───── Supplied material
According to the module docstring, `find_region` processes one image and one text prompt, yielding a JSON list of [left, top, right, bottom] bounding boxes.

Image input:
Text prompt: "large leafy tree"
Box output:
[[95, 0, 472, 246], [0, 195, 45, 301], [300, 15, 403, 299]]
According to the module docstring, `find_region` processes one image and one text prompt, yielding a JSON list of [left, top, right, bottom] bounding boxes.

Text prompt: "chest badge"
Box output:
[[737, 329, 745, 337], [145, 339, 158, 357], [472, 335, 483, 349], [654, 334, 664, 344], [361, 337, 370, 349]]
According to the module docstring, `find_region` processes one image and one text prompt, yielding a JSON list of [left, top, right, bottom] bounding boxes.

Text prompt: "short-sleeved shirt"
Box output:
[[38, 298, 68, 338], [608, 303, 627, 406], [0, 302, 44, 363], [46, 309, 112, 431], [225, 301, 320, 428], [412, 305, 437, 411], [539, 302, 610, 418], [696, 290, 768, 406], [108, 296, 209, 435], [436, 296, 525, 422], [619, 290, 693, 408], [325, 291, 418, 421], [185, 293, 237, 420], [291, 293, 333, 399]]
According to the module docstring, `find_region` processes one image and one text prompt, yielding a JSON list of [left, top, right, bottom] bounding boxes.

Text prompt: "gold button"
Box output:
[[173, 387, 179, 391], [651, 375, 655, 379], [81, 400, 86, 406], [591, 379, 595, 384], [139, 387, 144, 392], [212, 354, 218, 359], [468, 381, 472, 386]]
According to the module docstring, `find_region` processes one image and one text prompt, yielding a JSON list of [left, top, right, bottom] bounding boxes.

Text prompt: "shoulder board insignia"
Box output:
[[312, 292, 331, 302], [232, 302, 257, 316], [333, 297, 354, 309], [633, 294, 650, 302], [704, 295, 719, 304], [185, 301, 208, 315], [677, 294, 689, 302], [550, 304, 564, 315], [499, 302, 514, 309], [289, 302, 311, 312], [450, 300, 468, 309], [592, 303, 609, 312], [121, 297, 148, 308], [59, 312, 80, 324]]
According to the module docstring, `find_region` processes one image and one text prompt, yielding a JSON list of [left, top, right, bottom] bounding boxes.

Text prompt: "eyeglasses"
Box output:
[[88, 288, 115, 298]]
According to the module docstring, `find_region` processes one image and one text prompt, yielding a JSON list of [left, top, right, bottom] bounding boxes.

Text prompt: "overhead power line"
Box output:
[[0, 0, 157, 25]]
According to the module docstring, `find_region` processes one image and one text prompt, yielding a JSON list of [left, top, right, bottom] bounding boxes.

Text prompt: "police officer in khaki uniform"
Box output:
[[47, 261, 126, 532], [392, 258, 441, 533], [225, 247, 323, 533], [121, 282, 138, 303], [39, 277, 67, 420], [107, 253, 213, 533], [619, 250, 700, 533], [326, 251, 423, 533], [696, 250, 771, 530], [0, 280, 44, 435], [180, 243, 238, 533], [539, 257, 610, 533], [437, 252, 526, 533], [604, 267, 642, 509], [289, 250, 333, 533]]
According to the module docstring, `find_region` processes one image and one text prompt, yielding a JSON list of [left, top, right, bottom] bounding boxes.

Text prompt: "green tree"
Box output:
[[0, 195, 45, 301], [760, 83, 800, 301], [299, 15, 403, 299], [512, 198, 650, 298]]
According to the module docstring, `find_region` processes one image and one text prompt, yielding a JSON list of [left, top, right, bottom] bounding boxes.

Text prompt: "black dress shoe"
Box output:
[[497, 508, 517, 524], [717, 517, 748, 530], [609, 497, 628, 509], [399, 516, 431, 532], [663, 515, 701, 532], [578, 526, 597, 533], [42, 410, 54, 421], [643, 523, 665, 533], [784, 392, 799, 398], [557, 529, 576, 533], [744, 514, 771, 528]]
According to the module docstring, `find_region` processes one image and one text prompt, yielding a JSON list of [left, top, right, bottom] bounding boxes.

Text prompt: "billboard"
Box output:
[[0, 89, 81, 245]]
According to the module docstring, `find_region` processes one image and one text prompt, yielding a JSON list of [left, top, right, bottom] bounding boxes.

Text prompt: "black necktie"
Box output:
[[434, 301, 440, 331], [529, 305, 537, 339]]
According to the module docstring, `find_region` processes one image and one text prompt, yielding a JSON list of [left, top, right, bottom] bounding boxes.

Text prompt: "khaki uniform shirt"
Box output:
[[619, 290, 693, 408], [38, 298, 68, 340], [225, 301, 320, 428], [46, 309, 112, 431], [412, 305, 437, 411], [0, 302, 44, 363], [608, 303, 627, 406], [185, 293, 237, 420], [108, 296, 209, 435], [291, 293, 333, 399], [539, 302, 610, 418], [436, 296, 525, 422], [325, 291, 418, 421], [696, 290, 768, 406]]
──────────
* Task brief
For this exercise, work out how many lines in the material include "khaki", and give only the number.

* Completed task
2